Rounding out the Goose & Gander team is wine director/sommelier Cristina Merrigan — a former manager at Morimoto Napa, and sommelier at the Ritz-Carlton Half Moon Bay and Chez TJ in Mountain View. Merrigan indicated Goose & Gander will feature about 150 different wine brands, a majority of them small Northern California producers, a small offering of international wines and 20 red, white and sparkling wines by the glass.

Goose & Gander is located in what once was the 1920s home of Walter Martini, a retired San Francisco opera singer who owned the William Tell Hotel (which was across from his 1245 Spring St. dwelling) and later became a prosperous bootlegger. The structure was transformed into the Martini House in 2001 by renowned Bay Area restaurant designer Pat Kuleto. The original entrance — flanked by a pair of cedar trees — has been restored.

With its scarlet red walls, dark woods and scores of decoys, the 65-seat upstairs dining room has all the earmarks of an English duck club. Renovations here include covering an area of open floor that earlier allowed guests to look into the basement bar, plus the addition of cozy chocolate leather booths and handcrafted wooden tables made from reclaimed old-growth redwood. Similar chocolate leather booths now flank the fireplace in the basement bar, which accommodates nearly three dozen bibbers.

The outdoor garden, with Martini’s original koi pond, is being landscaped by, quite appropriately, Jonathan Plant, and should be open for sunset dinners by Memorial Day. More than five dozen diners will be able to enjoy al fresco meals during warm-weather months.

────────────────────────────────────────

== What you have to do ==
Write the next part of the article above about the Goose & Gander restaurant, starting right after its final sentence.

Outline lines for images
────────────────────────────────────────

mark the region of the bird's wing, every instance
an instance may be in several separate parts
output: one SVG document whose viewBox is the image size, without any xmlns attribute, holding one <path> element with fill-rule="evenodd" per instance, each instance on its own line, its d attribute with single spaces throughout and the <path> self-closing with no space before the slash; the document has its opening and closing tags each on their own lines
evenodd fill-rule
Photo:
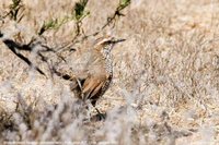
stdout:
<svg viewBox="0 0 219 145">
<path fill-rule="evenodd" d="M 103 85 L 105 84 L 107 76 L 90 76 L 85 80 L 82 88 L 84 99 L 96 98 L 101 93 Z"/>
</svg>

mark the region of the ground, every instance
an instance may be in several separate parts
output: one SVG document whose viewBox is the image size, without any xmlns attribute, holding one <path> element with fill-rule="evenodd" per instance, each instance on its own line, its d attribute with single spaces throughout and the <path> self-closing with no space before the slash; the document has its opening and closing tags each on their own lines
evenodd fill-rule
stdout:
<svg viewBox="0 0 219 145">
<path fill-rule="evenodd" d="M 113 50 L 113 83 L 96 106 L 106 112 L 106 120 L 85 122 L 82 112 L 74 116 L 70 82 L 51 77 L 35 52 L 22 51 L 47 72 L 46 76 L 39 74 L 3 44 L 7 38 L 27 44 L 46 21 L 71 14 L 76 1 L 23 0 L 20 22 L 3 17 L 11 3 L 0 1 L 0 108 L 4 120 L 0 141 L 219 144 L 219 1 L 131 0 L 122 11 L 124 16 L 103 31 L 119 1 L 89 1 L 82 35 L 101 33 L 71 45 L 76 51 L 60 53 L 67 65 L 74 65 L 78 60 L 72 58 L 88 51 L 100 36 L 126 41 Z M 59 50 L 72 39 L 76 28 L 76 21 L 69 21 L 46 31 L 41 40 Z"/>
</svg>

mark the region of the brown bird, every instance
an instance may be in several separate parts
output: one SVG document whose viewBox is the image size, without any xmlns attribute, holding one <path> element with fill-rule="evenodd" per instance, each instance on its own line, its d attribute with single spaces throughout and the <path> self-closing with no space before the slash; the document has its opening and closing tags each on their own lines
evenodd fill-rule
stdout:
<svg viewBox="0 0 219 145">
<path fill-rule="evenodd" d="M 115 44 L 124 40 L 108 36 L 96 39 L 84 69 L 73 75 L 61 74 L 64 78 L 72 81 L 70 88 L 78 98 L 84 101 L 89 99 L 95 107 L 96 100 L 107 90 L 113 78 L 111 50 Z"/>
</svg>

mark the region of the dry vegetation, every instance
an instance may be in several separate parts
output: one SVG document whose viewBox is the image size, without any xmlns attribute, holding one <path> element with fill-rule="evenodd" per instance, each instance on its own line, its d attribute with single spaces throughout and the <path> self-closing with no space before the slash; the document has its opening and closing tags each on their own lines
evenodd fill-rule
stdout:
<svg viewBox="0 0 219 145">
<path fill-rule="evenodd" d="M 219 1 L 131 0 L 105 27 L 119 0 L 90 0 L 72 17 L 76 2 L 0 0 L 1 143 L 219 144 Z M 50 67 L 80 68 L 77 57 L 105 34 L 127 40 L 97 102 L 106 120 L 84 121 Z M 32 49 L 13 52 L 5 39 Z"/>
</svg>

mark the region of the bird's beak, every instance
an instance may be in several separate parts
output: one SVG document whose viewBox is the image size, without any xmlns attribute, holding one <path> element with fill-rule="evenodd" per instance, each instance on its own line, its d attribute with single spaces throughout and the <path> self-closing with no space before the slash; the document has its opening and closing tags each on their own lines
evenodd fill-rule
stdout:
<svg viewBox="0 0 219 145">
<path fill-rule="evenodd" d="M 122 43 L 122 41 L 125 41 L 126 39 L 113 39 L 112 43 L 113 44 L 118 44 L 118 43 Z"/>
</svg>

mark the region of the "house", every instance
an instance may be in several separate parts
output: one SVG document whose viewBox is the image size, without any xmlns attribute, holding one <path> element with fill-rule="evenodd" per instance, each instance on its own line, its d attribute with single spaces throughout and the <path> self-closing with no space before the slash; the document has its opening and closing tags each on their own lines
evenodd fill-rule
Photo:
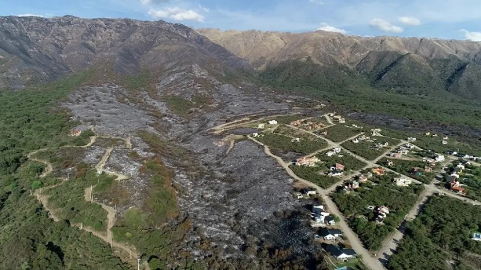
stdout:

────────────────────────────────────────

== Reply ==
Food and drink

A gaggle of writersand bloggers got a preview late last week of what’s to come at Goose & Gander. Beattie, Pazdon and Copeland greeted us with a mouthwatering assortment of libations — all of which will be offered at $11 a pop. Pazdon got my attention with what the mixologists are calling a Scarlet Gander. It might also be labeled a rhubarb mint cooler, this blend of Hanger One Buddha’s Hand vodka, fresh lemon juice, raw rhubarb chunks steeped in beet-stained simple syrup (flavored with ginger, galangal and shiso), poured over ice cubes and topped with mint leaves. It’s bound to become a bar favorite this spring and summer.

Beattie and company also are featuring their take on Pisco Punch — using a couple of Peruvian piscos, pineapple syrup and citrus — and reviving Pimm’s Cup with a tall refreshing drink that incorporates Pimm’s No. 1, gin, lemon, seltzer and cucumbers. Cucumbers also star in a collins, with cucumber vodka, lemon, yuzu and seltzer given a vigorous shake with ice before the frosty glass is decorated with both fresh and pickled cucumber slices. In case one of the featured cocktails doesn’t strike your fancy, the bar is well stocked with all manner of spirits and beer.

The menu features a few rustic snacks — crispy snails with garlic anchovy butter, duck confit biscuits with onion marmalade, and toothsome meatballs braised for 90 minutes in chicken stock and served with candied garlic, “wild and tame” mushrooms, “crushed breadcrumbs” and crème fraîche. Goose & Gander also offers a plate of cheese and salumi, the latter coming from St. Helena’s Panevino. Chef McCown said his kitchen is the only one in the valley featuring Panevino’s assortment of salumi.

Whether you consider the fare at this cozy St. Helena gastropub comfort food or not, the menu speaks for itself. There’s hot skillet-roasted white prawns with spicy garlic butter atop a crispy polenta cake as well as the Québecois favorite, poutine with duck fat fries, squeaky cheese and beef gravy. Additional first courses include an arugula salad with beet carpaccio and goat cheese fritter, carpaccio of ahi tuna with poached egg and crispy potatoes, crispy veal sweetbreads with apples and miner’s lettuce, plus spring onion and green garlic soup.

For mains, try a crispy duck leg confit with a “celebration” of garden vegetables — artichokes, fiddlehead ferns, daikon sprouts, Tokyo turnips, fava beans, carrots plus English, sugar and snap peas — or stick a fork into seared Scottish salmon over mashed English peas.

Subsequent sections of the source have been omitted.